--- START Material for this task ---
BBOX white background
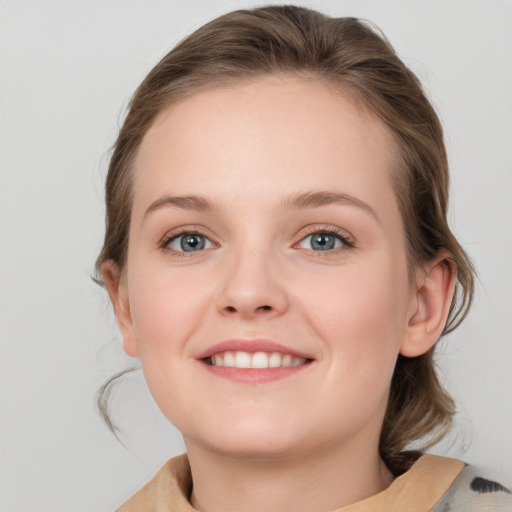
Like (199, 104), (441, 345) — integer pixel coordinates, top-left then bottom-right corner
(0, 0), (512, 512)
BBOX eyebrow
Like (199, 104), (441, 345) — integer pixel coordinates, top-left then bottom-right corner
(144, 191), (380, 223)
(282, 191), (379, 220)
(144, 192), (214, 217)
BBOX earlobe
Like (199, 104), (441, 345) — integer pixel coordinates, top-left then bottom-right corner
(400, 251), (456, 357)
(101, 260), (139, 357)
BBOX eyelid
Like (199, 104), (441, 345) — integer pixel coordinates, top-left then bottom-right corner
(158, 225), (218, 256)
(293, 224), (356, 251)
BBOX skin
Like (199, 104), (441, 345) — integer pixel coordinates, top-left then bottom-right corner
(103, 76), (453, 512)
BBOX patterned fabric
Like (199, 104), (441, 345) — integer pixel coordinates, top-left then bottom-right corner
(432, 466), (512, 512)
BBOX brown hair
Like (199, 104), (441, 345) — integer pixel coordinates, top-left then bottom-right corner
(96, 6), (474, 474)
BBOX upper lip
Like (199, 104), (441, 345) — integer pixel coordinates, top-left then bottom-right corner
(196, 338), (312, 359)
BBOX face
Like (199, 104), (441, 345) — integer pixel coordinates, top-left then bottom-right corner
(117, 77), (422, 457)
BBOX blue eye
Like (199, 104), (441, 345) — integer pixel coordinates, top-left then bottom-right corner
(299, 231), (346, 251)
(167, 233), (213, 252)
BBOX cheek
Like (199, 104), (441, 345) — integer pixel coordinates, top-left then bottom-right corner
(129, 268), (211, 363)
(304, 258), (408, 375)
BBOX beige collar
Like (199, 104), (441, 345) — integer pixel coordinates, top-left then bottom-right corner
(117, 454), (465, 512)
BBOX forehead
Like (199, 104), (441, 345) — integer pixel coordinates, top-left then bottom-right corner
(134, 76), (394, 209)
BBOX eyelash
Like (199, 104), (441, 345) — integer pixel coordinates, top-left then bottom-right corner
(160, 226), (355, 258)
(294, 226), (355, 254)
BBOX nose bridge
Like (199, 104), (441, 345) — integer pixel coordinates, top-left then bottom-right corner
(218, 231), (287, 318)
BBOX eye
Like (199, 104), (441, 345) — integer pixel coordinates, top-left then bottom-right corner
(297, 231), (352, 251)
(164, 233), (214, 252)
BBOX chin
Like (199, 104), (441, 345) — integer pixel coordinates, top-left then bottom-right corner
(184, 418), (305, 459)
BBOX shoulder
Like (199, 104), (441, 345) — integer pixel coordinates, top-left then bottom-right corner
(432, 465), (512, 512)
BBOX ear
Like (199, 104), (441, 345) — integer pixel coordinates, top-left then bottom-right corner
(101, 260), (139, 357)
(400, 251), (457, 357)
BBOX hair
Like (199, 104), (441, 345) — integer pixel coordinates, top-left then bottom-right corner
(96, 5), (474, 475)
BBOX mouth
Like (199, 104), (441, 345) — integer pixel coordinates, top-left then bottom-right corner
(197, 339), (314, 383)
(204, 350), (311, 369)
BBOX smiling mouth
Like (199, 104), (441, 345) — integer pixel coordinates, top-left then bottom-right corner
(203, 350), (311, 369)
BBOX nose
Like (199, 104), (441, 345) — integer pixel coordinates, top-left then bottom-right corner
(217, 244), (288, 320)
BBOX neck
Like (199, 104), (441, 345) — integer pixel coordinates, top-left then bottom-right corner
(187, 436), (393, 512)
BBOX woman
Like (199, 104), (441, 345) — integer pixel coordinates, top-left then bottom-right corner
(97, 6), (509, 511)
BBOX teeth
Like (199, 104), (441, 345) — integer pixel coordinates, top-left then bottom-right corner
(211, 351), (307, 368)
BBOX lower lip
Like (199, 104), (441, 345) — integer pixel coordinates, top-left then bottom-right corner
(199, 360), (311, 384)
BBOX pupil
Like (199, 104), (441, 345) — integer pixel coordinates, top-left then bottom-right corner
(181, 235), (204, 252)
(311, 233), (334, 251)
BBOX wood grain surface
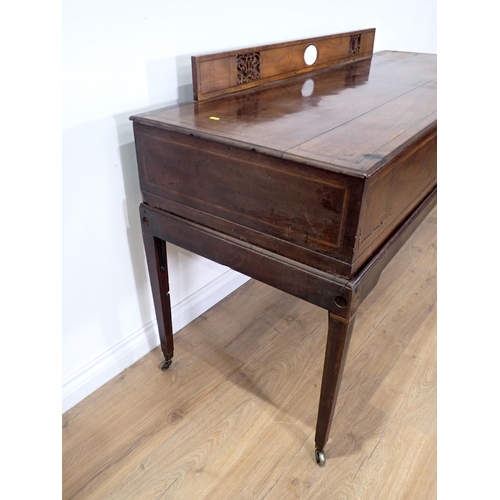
--- END Material for this task ---
Please return all of the rows above word for word, leaving out the pictures.

BBOX white background
Like (199, 104), (441, 345) — integer pixel coordinates, top-left then bottom-right corner
(0, 0), (512, 512)
BBOX eyebrow
Like (199, 104), (441, 345) — integer pixel coordinates, top-left then bottom-right corner
(144, 191), (380, 223)
(282, 191), (379, 220)
(144, 192), (214, 217)
BBOX earlobe
Like (199, 104), (441, 345) — integer pixel coordinates, top-left then bottom-right corner
(400, 251), (456, 357)
(101, 260), (139, 357)
BBOX eyelid
Like (199, 104), (441, 345) — integer pixel coordinates, top-left then bottom-right corner
(158, 225), (218, 256)
(293, 224), (356, 251)
BBOX skin
Like (199, 104), (441, 345) — integer pixel coordinates, top-left then bottom-right corner
(103, 76), (453, 512)
BBOX patterned fabric
Like (199, 104), (441, 345) — integer pixel coordinates, top-left then bottom-right corner
(432, 466), (512, 512)
BBOX brown hair
Like (199, 104), (441, 345) — integer pixel coordinates, top-left then bottom-right corner
(96, 6), (474, 474)
BBOX upper lip
Like (199, 104), (441, 345) — integer pixel coordinates, top-left then bottom-right corner
(196, 338), (312, 359)
BBOX face
Like (199, 104), (441, 345) — integer pixel coordinates, top-left then bottom-right corner
(117, 77), (422, 457)
BBOX blue eye
Like (199, 104), (441, 345) — integer pixel coordinates, top-left then bottom-right corner
(299, 231), (346, 251)
(167, 233), (213, 252)
BBOX cheek
Like (199, 104), (441, 345) — integer pixel coordinates, top-left then bottom-right corner
(129, 268), (211, 363)
(304, 258), (408, 375)
BBOX beige collar
Like (199, 104), (441, 345) — integer pixel coordinates, top-left then bottom-right corner
(117, 454), (465, 512)
BBOX forehead
Like (199, 104), (441, 345) — integer pixel coordinates, top-left then bottom-right corner
(134, 76), (394, 209)
BBOX eyelash
Like (199, 104), (441, 345) — integer pixel coordinates, top-left then bottom-right corner
(160, 226), (355, 258)
(294, 226), (355, 254)
BBOX nose bridge
Like (199, 104), (441, 345) — integer pixel coordinates, top-left then bottom-right corner
(218, 231), (287, 318)
BBOX eye
Like (199, 104), (441, 345) — integer pixel coordinates, top-left then bottom-right corner
(297, 231), (352, 251)
(164, 233), (214, 252)
BBOX chin
Like (199, 104), (441, 345) — integer pixel coordinates, top-left then bottom-right corner
(184, 418), (305, 459)
BBOX shoulder
Like (199, 104), (441, 345) — integer pixel coordinates, top-left then bottom-right corner
(432, 465), (512, 512)
BBOX ear
Like (199, 104), (441, 345) — integer pixel coordinates, top-left then bottom-right corner
(101, 260), (139, 357)
(400, 251), (457, 357)
BBOX hair
Like (199, 104), (441, 345) — integer pixel coordinates, top-left then bottom-right corner
(96, 5), (474, 475)
BBOX mouth
Like (199, 104), (441, 345) — integer pixel coordinates, top-left then bottom-right corner
(197, 339), (314, 383)
(204, 350), (311, 369)
BBOX smiling mouth
Like (199, 104), (441, 345) — integer pixel coordinates, top-left then bottom-right corner
(203, 350), (311, 369)
BBOX nose
Like (199, 104), (441, 345) — integer pixel coordinates, top-left then bottom-right corner
(217, 244), (288, 320)
BBOX neck
Like (199, 104), (441, 345) — integer pixel coordinates, top-left then bottom-right corner
(187, 436), (393, 512)
BBOX woman
Like (199, 104), (441, 345) — integer pixel coordinates, top-left then bottom-right corner
(97, 6), (509, 511)
BBOX teeth
Like (199, 104), (441, 345) — integer pixel coordinates, top-left then bottom-right corner
(211, 351), (307, 368)
BBOX lower lip
Like (199, 104), (441, 345) — integer pixel coordinates, top-left then bottom-right corner
(199, 360), (311, 384)
BBOX pupil
Like (199, 104), (441, 345) — integer pixel coordinates, top-left then bottom-right corner
(181, 235), (204, 252)
(311, 233), (334, 251)
BBOX wood grain surface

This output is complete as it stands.